• Istruzioni dell'esercizio:
Individua e ricopia tutte le righe che contengono la parola "motif", distinguendo tra maiuscole e minuscole.

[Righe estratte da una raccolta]
—————
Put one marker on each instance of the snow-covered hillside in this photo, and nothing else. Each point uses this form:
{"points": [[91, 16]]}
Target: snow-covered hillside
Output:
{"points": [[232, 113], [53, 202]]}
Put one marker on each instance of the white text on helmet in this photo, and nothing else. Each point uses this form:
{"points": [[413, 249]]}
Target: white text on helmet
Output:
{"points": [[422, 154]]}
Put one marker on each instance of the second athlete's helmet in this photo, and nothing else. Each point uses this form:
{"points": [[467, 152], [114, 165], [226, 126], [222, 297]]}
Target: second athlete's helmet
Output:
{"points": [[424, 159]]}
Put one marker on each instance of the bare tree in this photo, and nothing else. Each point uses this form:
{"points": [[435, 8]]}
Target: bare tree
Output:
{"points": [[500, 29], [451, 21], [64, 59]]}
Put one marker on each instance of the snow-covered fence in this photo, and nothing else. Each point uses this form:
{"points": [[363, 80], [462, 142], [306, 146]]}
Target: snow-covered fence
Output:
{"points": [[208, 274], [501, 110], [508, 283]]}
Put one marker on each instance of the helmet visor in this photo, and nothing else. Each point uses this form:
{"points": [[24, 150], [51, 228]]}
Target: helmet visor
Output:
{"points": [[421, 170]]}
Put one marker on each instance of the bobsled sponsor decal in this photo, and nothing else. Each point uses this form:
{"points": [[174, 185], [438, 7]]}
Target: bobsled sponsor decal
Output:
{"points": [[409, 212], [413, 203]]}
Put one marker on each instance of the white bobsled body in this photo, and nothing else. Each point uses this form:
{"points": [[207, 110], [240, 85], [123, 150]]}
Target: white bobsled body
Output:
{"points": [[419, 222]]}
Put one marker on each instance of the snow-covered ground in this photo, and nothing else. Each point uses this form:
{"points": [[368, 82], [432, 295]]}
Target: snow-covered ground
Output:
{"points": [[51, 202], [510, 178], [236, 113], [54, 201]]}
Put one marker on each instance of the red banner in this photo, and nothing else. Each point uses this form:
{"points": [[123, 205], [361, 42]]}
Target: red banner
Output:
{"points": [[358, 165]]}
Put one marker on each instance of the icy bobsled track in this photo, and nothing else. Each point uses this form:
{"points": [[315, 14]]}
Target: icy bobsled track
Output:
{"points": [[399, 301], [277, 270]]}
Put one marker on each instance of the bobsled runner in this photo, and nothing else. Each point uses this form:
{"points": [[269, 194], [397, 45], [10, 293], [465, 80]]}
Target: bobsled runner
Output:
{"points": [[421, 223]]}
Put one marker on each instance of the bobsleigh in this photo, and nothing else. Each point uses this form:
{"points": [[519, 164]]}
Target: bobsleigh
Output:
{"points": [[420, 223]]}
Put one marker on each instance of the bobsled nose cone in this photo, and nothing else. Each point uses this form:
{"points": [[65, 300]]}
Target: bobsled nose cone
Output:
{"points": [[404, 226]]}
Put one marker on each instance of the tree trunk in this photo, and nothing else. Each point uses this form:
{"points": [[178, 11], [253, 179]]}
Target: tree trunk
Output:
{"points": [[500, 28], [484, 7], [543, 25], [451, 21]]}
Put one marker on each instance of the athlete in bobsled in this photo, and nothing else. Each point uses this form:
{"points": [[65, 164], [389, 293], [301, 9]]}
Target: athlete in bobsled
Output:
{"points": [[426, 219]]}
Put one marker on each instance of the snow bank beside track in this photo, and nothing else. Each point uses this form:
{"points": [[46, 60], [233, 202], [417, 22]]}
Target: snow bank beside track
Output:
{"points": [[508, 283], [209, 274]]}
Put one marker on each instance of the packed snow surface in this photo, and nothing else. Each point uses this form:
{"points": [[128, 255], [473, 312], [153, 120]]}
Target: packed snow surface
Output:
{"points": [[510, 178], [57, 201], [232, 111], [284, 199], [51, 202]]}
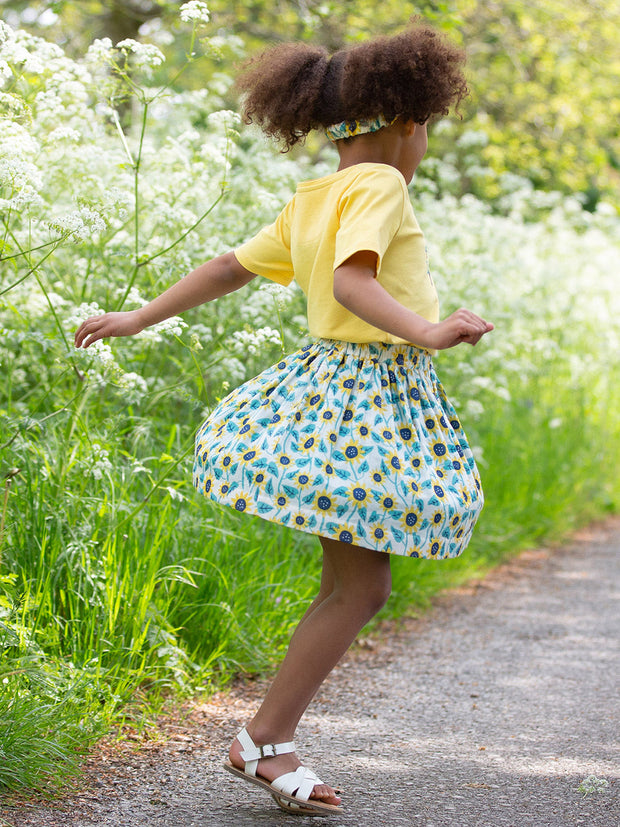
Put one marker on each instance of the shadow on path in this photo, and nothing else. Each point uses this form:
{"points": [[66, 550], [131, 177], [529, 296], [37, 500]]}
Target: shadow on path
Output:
{"points": [[488, 711]]}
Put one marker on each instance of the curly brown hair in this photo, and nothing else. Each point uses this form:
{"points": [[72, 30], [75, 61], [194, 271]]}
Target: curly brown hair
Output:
{"points": [[293, 88]]}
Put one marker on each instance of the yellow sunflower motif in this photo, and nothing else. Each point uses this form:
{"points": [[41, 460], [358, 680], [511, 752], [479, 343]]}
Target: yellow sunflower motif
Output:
{"points": [[353, 450]]}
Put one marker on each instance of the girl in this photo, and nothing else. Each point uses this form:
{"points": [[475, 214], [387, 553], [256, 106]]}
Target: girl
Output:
{"points": [[352, 437]]}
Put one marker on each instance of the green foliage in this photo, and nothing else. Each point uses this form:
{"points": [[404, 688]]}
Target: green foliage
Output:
{"points": [[116, 582], [543, 76]]}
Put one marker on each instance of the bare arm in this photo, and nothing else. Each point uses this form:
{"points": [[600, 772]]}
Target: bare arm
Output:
{"points": [[357, 289], [211, 280]]}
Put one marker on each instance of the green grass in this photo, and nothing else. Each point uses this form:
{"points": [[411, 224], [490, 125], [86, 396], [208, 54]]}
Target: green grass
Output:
{"points": [[125, 593]]}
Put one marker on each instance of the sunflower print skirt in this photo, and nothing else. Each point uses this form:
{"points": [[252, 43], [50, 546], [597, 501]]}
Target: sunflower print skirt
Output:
{"points": [[356, 442]]}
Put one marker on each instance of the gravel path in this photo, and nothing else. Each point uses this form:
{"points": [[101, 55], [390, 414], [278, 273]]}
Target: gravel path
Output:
{"points": [[488, 711]]}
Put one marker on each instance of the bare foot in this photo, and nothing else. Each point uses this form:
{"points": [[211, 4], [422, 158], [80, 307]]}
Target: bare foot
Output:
{"points": [[272, 768]]}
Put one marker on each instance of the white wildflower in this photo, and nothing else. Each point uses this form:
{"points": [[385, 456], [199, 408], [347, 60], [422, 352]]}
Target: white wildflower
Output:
{"points": [[100, 464], [253, 341], [194, 10], [6, 33], [146, 55], [100, 51], [64, 133]]}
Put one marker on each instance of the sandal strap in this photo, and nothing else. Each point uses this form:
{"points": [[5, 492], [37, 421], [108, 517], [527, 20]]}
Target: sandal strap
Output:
{"points": [[299, 784], [252, 754]]}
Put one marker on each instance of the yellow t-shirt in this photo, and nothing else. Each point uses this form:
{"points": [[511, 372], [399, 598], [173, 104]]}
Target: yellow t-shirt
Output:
{"points": [[363, 207]]}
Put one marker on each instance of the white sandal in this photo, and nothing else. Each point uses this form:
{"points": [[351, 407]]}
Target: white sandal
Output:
{"points": [[290, 791]]}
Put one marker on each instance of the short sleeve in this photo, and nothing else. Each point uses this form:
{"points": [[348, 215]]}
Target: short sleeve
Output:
{"points": [[268, 254], [371, 213]]}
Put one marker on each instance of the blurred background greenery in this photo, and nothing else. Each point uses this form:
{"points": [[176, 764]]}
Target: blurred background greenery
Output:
{"points": [[544, 76]]}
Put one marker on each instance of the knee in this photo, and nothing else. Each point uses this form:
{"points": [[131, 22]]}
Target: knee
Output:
{"points": [[373, 595]]}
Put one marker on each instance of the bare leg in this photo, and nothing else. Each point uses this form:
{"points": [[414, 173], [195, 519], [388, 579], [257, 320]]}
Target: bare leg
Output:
{"points": [[355, 585]]}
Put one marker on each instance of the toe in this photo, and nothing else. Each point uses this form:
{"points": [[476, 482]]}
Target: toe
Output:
{"points": [[326, 794]]}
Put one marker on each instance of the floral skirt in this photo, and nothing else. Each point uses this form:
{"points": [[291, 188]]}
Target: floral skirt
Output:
{"points": [[356, 442]]}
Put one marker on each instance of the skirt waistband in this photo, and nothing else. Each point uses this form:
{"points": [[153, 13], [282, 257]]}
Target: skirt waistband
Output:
{"points": [[376, 351]]}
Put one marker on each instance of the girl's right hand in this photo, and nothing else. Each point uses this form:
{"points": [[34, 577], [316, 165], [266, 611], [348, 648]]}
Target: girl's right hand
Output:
{"points": [[126, 323], [463, 326]]}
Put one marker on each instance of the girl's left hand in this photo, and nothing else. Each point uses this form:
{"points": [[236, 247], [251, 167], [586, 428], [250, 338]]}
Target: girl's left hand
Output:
{"points": [[125, 323]]}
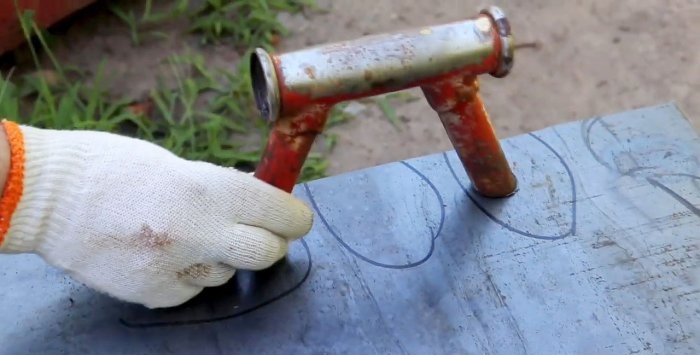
—————
• Compito svolto:
Put one marker on each instance of the yellow sunflower motif in this photo, and nothing else. Each point uses this form:
Target: yellow sunflower motif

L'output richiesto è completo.